>> begin Information shown
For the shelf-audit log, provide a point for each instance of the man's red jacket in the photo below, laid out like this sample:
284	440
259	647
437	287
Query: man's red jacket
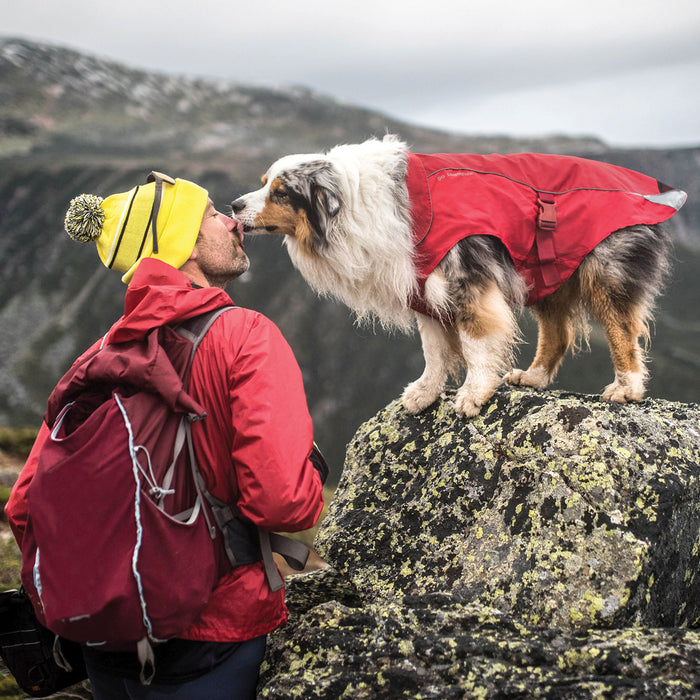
253	447
549	211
>> end Information shown
→ **Exercise**:
Copy every line of the entries above without any change, but leave the pictures out.

→ **Reply to the exercise**:
For the shelf-audit log, provide a point for each instance of the man's red jacket in the photo below, laid out like this sample:
284	440
259	647
437	287
Query: man's red jacket
253	447
549	211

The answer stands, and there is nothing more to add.